Find the line that contains "of the paved", then repeat it and each line after it to the end of the records, exactly.

### Supplied material
[Start of section]
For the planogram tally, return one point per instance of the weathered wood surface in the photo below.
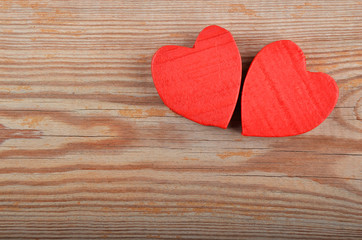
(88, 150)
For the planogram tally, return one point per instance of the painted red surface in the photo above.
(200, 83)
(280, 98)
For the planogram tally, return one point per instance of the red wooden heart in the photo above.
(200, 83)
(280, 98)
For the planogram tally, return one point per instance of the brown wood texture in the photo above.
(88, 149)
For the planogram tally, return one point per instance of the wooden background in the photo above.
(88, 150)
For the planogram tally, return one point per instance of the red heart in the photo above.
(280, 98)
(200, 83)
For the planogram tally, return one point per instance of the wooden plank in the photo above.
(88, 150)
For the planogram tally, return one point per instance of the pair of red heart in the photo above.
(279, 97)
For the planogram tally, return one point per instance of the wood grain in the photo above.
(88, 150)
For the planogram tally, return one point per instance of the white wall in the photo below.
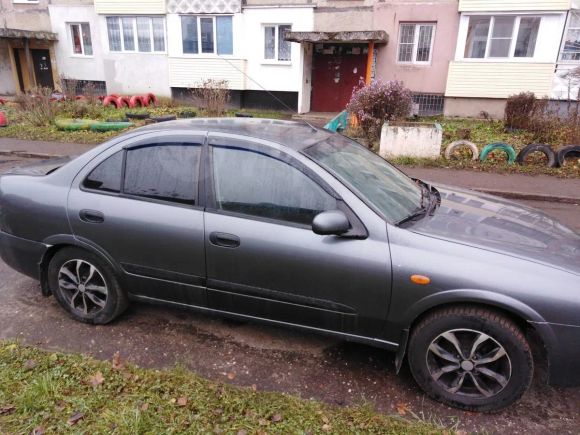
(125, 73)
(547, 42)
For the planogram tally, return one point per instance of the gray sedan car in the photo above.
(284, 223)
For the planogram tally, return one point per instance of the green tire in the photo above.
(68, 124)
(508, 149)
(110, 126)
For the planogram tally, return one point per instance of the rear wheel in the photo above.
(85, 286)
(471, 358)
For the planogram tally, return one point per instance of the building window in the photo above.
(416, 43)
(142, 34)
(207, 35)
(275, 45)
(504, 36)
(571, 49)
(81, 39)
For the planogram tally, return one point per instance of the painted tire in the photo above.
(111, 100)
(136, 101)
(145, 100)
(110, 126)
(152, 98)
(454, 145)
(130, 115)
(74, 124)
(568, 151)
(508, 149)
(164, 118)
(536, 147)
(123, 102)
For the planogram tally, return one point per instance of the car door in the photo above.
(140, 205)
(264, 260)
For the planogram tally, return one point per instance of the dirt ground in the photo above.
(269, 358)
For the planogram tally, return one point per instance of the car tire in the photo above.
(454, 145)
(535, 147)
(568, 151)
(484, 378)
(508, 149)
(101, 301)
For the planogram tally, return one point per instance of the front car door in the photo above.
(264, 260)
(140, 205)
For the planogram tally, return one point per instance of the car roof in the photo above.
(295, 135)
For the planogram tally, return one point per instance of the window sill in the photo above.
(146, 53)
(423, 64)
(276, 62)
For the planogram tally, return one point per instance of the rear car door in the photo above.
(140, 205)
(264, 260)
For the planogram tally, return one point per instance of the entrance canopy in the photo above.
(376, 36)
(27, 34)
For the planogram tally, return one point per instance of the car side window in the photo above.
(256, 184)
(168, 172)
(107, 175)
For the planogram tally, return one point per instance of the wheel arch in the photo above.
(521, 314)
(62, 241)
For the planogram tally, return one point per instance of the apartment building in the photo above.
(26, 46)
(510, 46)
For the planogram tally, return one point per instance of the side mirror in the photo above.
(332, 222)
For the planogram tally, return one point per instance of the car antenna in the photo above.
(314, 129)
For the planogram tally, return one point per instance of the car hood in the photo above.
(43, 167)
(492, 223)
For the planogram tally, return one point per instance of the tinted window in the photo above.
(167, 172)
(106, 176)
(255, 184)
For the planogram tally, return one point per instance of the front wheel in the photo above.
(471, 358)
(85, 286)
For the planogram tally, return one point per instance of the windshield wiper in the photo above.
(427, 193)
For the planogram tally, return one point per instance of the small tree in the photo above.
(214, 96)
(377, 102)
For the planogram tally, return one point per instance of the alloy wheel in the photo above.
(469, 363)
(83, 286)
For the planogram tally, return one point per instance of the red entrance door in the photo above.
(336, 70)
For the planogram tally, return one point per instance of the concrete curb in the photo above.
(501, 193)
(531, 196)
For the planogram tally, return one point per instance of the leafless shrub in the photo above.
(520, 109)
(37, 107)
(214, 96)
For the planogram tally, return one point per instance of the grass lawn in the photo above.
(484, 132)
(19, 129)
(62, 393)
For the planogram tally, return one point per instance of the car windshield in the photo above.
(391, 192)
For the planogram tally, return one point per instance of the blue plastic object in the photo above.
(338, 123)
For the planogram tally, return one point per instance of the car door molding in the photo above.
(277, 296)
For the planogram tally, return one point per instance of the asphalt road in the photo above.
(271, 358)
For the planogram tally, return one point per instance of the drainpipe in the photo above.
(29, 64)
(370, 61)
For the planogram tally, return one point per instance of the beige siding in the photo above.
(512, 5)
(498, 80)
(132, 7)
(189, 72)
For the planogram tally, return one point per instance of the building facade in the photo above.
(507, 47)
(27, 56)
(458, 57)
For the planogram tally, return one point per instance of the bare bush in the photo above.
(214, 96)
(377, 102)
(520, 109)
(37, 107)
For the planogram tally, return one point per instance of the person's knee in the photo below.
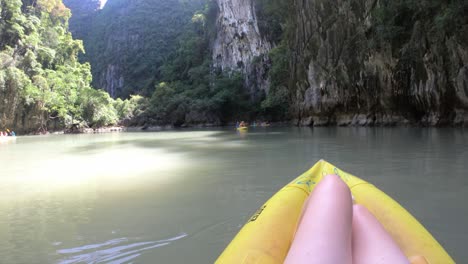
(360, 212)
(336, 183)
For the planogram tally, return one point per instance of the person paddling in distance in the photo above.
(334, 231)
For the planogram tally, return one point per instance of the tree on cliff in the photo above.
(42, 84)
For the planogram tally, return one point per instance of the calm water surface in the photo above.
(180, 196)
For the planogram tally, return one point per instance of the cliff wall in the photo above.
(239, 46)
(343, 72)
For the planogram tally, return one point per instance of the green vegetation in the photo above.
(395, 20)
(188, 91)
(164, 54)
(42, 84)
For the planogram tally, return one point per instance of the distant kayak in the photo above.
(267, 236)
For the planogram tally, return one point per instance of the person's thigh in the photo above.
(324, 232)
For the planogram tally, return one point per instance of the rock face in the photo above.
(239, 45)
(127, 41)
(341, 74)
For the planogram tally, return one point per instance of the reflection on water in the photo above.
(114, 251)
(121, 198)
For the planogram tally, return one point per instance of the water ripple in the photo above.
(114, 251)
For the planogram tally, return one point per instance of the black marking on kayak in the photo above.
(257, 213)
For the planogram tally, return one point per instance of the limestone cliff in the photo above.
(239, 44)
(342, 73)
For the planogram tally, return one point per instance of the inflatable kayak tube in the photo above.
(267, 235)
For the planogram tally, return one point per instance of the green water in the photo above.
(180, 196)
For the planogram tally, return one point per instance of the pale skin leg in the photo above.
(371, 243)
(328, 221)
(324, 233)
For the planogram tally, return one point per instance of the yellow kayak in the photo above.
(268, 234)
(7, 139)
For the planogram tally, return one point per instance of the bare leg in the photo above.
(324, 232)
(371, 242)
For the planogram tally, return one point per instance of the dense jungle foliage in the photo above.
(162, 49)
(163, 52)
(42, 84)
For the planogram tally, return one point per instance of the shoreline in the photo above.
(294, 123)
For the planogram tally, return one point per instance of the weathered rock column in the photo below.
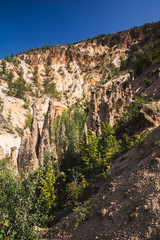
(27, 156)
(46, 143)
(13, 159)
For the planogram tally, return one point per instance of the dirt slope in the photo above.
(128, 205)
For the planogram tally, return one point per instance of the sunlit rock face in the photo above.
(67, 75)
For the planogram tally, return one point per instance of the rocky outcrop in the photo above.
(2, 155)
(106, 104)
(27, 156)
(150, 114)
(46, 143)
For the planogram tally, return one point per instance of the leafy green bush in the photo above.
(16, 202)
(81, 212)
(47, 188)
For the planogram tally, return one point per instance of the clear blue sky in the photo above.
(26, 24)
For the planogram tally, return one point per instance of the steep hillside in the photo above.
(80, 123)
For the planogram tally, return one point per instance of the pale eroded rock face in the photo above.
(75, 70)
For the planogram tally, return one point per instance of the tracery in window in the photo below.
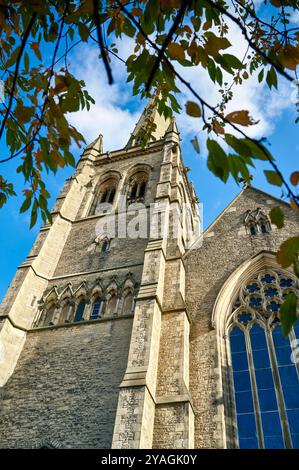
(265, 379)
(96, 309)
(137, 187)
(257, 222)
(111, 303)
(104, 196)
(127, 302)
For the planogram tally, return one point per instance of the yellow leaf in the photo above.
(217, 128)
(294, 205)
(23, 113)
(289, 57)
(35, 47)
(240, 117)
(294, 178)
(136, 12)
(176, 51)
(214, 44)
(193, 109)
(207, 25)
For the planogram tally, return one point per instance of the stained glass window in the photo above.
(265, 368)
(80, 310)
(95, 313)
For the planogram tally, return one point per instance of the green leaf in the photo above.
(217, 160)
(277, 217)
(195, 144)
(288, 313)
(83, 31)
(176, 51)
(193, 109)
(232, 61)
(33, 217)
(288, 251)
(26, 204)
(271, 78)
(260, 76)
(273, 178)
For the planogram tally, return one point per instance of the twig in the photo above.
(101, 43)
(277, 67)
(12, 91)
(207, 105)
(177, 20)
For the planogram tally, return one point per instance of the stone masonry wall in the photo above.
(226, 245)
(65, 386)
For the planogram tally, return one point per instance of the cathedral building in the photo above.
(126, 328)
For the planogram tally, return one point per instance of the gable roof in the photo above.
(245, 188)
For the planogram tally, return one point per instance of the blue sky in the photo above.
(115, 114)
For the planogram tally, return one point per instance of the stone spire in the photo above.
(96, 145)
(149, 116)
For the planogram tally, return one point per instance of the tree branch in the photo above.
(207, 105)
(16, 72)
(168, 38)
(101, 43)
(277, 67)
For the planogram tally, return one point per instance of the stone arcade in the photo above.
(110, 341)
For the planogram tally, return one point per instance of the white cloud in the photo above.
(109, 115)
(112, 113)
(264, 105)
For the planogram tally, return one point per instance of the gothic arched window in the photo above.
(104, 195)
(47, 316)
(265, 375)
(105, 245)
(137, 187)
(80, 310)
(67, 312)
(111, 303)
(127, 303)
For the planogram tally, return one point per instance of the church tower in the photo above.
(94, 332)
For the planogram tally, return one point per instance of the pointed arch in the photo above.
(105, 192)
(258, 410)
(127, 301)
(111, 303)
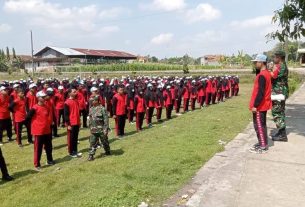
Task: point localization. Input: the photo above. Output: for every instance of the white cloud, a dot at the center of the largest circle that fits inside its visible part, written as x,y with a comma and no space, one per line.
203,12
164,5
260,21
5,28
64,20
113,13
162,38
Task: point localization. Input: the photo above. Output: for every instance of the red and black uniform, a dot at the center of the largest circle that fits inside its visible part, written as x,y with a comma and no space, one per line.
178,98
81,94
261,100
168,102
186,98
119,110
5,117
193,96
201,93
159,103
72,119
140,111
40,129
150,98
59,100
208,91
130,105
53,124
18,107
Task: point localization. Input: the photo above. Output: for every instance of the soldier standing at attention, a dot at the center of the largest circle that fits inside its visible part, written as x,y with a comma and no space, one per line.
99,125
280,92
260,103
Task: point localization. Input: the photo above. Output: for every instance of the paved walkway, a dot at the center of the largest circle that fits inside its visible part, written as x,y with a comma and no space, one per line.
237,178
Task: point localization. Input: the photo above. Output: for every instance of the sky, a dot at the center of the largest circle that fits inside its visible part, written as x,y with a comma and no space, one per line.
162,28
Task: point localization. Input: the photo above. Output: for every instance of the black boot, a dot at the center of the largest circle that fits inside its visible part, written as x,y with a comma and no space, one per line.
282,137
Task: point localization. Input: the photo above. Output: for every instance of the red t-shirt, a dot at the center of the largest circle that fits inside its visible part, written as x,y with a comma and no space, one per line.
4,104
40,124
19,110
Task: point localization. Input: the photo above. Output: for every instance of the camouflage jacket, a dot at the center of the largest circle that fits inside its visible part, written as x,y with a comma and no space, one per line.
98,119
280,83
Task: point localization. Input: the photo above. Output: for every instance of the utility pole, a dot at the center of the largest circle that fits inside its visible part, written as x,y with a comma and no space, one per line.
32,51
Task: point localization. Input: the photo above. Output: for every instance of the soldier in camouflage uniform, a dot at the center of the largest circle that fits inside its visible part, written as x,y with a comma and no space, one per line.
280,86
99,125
[End of section]
### Problem solution
Task: point localization. Input: the photo above. Output: for every instance of the paved walkway, a dot at the center of the largest circle that fits inside its visible part, written as x,y with a comma and no space, one per line.
237,178
Task: point localization. Input: the photo above. Output: for every instance of the sky, a dot at the center of the largest circle that fits inside its visible part, written as x,y with a comma and no space, one per line.
162,28
Task: point localization. Input: the photo above. Output: for every instance of the black boot, a dot at the center of the largest circle that fits inside its visible part, written as x,y with a comma and no space, one per line.
282,137
Task: point localization. Input: the photo above. Output: for every instance of the red t-shirt, a dot at the center of the largest circle that fits inside its visible part, written as x,y with a comma and no space, one per line.
4,104
40,124
19,110
Task: point localization. Input: the photo above. Output: for every instance of the camouflage jacket, a dot at the center of the largest circle that fits inside its visible part, written as x,y with a comma and no space, one per line.
98,119
280,83
Task: point localization. Input: the photo above. Output: for every instance of the utility pole, a dot at the center of the largest circle that fits inside its visible part, written as x,y with a comma and no space, one per line.
32,51
Task: point localization. Input: the photo above. Output: for every instance of the soldier in camouflage uniform, a dot at the center of the largest circle that fits inside its visible part, written as x,y with a comma and no space, one per line.
280,86
99,125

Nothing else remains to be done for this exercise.